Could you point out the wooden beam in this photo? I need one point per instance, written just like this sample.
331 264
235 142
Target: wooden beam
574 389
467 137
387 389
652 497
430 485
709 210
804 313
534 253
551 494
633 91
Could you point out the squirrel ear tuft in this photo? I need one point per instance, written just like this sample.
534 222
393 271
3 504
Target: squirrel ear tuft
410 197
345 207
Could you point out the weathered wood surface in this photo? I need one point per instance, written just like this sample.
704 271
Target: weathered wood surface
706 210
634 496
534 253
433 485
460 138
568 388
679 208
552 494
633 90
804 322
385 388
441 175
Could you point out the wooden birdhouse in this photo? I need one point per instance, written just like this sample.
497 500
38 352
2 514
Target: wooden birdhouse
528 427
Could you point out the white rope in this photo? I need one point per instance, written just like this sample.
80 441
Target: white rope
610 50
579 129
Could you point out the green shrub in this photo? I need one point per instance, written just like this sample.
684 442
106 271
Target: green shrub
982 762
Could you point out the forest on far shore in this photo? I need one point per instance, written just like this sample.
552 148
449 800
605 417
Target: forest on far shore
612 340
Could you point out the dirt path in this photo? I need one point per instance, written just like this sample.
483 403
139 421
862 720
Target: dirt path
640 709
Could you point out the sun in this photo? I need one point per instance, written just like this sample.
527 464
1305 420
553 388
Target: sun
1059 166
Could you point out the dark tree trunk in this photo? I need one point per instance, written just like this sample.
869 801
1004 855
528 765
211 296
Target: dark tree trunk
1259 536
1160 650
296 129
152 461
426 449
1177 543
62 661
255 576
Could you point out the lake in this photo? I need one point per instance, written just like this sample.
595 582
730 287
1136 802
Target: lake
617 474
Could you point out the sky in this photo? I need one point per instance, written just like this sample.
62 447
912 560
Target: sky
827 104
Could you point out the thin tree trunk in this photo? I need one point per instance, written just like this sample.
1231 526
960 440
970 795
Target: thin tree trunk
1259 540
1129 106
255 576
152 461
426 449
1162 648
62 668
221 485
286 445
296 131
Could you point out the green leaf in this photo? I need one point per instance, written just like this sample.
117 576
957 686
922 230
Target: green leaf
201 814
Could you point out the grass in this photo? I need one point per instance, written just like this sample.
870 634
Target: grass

* **Short exercise**:
Lay out every line of the records above as a JSON list of strings, one string per line, leaving out any blank lines.

* **Exercise solution**:
[
  "Could you point out the wooden beam in this photo? I need one point per instance, written just like this sample.",
  "331 264",
  "235 142",
  "Target: wooden beam",
  "574 389",
  "467 137",
  "387 389",
  "652 497",
  "430 485",
  "709 210",
  "804 313",
  "534 253",
  "551 494",
  "633 91",
  "Could you point out the squirrel ear tuft in this photo? I need one point per instance, written just like this sample.",
  "534 222",
  "393 271",
  "3 504",
  "Target: squirrel ear tuft",
  "410 197",
  "345 207",
  "Could you point out the weathered wood surface in this photo? I need one point per instance, written just like this sample.",
  "704 271",
  "Target: weathered wood surface",
  "706 210",
  "634 496",
  "534 253",
  "433 485",
  "460 138",
  "568 388",
  "679 208",
  "552 494",
  "633 90",
  "804 322",
  "385 388",
  "441 175",
  "Could you point out the wooden birdhouse in this photo? I need one point per instance, written just like this sample.",
  "497 500",
  "38 352",
  "2 514",
  "Target: wooden birdhouse",
  "528 427",
  "Could you point out the white rope in this photo? I need one point per instance, written just like this sample.",
  "80 441",
  "Target: white rope",
  "610 50",
  "579 129",
  "Could you point out the green shrub in this photo? I need one point per instance, written just like this sample.",
  "684 442",
  "106 271",
  "Target: green shrub",
  "982 762",
  "Could you point out the forest on far shore in this photo? I need one point per instance, written just like this sample.",
  "552 148",
  "449 800",
  "605 417",
  "Target: forest on far shore",
  "612 340",
  "Could you point out the dirt path in this photo? I need one point per instance, written just like this sample.",
  "483 403",
  "139 421",
  "862 720",
  "Target: dirt path",
  "640 709",
  "Could you point out the sun in this photo? I need one point per instance, written just like this sample.",
  "527 464",
  "1305 420",
  "553 388",
  "Target: sun",
  "1059 166",
  "Could you point out the dark tree trunk in this photo? I need one point per instance, written just like this sample.",
  "869 801",
  "1004 855",
  "528 765",
  "211 296",
  "Target: dark tree trunk",
  "1259 536",
  "1160 650",
  "296 129",
  "152 461",
  "426 449",
  "1177 543",
  "62 661",
  "255 576",
  "Could you point out the lake in this photo? I need one point per instance, written just like this sample.",
  "595 582",
  "730 287",
  "1136 802",
  "Target: lake",
  "617 474",
  "Could you point out the sky in this photo? I need one point per instance, written just like this sample.",
  "62 447",
  "912 560",
  "Target: sky",
  "827 104",
  "Could you point out the thin tree trunk in this photo? I need one point per instance, written just like this sample.",
  "1231 526",
  "960 440",
  "970 795",
  "Target: thin tree trunk",
  "1259 540",
  "1129 106",
  "255 576",
  "152 461",
  "426 449",
  "1162 648",
  "62 668",
  "221 485",
  "286 445",
  "296 131",
  "Could you point out the green leaf in this photo? I need one point per instance, written just like this sample.",
  "117 576",
  "957 686",
  "922 230",
  "Target: green leaf",
  "201 814",
  "Could you point out the grass in this photo? I need one point per instance, written just like this sample.",
  "870 634",
  "Target: grass"
]